# [PROBLEM TO WORK ON]
Count the lines below that contain the word "stone" and give only the number.

[Stored data entries]
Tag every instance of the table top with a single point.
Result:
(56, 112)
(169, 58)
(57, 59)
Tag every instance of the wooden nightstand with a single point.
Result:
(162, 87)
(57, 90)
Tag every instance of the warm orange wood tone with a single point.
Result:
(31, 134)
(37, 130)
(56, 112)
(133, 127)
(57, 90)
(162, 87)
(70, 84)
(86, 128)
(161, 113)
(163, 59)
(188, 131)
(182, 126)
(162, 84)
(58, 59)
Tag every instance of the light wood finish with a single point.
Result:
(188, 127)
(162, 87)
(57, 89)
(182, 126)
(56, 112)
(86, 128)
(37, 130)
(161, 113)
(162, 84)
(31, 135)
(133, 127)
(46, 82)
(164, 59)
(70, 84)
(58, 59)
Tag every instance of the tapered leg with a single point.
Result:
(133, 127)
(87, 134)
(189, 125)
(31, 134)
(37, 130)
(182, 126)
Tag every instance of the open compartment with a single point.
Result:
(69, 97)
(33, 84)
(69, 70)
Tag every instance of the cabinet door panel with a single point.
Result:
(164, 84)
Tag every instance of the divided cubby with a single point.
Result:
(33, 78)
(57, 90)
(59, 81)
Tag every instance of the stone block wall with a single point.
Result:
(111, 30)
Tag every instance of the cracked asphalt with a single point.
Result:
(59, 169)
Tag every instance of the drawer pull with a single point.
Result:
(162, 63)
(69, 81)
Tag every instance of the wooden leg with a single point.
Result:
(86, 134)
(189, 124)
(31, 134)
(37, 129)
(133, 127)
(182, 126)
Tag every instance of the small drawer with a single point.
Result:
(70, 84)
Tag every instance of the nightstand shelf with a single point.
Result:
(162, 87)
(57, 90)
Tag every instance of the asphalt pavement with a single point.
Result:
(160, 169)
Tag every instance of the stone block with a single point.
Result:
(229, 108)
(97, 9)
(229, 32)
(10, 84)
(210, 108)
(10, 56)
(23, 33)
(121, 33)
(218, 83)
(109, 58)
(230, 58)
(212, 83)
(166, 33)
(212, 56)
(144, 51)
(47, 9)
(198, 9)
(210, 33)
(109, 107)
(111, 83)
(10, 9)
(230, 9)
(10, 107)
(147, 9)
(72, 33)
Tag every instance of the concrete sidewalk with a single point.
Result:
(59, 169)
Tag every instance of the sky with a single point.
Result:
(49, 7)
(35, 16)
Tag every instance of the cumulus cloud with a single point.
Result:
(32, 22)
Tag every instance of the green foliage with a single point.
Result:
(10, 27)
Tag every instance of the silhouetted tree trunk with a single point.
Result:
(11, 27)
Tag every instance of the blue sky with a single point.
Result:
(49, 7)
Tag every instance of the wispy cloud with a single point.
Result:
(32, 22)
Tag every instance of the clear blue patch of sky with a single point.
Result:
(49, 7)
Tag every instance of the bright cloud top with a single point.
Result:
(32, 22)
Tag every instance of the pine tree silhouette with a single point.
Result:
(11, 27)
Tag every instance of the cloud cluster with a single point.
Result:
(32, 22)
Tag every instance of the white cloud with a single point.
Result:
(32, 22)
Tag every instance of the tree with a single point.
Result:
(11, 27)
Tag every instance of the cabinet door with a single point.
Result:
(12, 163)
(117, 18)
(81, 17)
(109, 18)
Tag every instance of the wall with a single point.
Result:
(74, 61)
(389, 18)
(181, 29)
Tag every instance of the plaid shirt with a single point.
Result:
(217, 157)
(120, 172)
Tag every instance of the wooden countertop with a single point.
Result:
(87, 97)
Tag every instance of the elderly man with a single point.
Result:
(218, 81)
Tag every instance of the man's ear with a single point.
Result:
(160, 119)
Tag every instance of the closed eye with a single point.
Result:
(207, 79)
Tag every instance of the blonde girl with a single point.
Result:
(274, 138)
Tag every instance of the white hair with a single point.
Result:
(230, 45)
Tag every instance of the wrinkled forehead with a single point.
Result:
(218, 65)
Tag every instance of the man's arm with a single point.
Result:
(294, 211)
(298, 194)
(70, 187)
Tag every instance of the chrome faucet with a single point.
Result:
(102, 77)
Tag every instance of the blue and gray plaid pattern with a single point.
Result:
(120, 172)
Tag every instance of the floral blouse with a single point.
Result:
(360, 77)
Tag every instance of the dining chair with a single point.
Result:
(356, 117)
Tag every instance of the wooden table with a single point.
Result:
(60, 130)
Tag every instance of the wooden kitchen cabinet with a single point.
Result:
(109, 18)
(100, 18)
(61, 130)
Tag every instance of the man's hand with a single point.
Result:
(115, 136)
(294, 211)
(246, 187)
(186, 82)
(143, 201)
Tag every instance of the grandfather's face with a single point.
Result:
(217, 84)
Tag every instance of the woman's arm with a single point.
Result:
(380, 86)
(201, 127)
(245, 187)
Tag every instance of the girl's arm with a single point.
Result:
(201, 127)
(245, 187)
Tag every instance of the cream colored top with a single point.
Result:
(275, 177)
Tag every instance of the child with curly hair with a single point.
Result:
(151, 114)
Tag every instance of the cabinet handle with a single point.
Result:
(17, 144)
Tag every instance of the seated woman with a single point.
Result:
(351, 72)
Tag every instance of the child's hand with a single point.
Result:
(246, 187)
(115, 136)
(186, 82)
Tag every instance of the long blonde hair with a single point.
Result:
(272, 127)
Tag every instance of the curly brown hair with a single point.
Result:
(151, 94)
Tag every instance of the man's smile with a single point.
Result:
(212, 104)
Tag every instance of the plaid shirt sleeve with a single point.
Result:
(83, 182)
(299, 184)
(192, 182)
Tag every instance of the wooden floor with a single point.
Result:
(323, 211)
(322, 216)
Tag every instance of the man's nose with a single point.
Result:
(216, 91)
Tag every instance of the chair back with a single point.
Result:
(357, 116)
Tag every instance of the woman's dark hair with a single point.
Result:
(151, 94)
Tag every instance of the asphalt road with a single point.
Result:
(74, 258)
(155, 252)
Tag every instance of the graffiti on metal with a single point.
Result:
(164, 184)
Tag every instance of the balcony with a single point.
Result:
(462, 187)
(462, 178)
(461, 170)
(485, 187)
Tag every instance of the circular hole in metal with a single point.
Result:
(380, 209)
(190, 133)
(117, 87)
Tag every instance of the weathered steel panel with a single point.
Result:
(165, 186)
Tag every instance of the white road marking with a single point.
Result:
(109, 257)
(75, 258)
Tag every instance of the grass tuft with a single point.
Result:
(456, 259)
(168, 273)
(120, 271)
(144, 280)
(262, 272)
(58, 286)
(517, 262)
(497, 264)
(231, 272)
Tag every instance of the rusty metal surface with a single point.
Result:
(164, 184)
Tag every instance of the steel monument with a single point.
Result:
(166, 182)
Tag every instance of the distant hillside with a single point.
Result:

# [RESPONSE BELOW]
2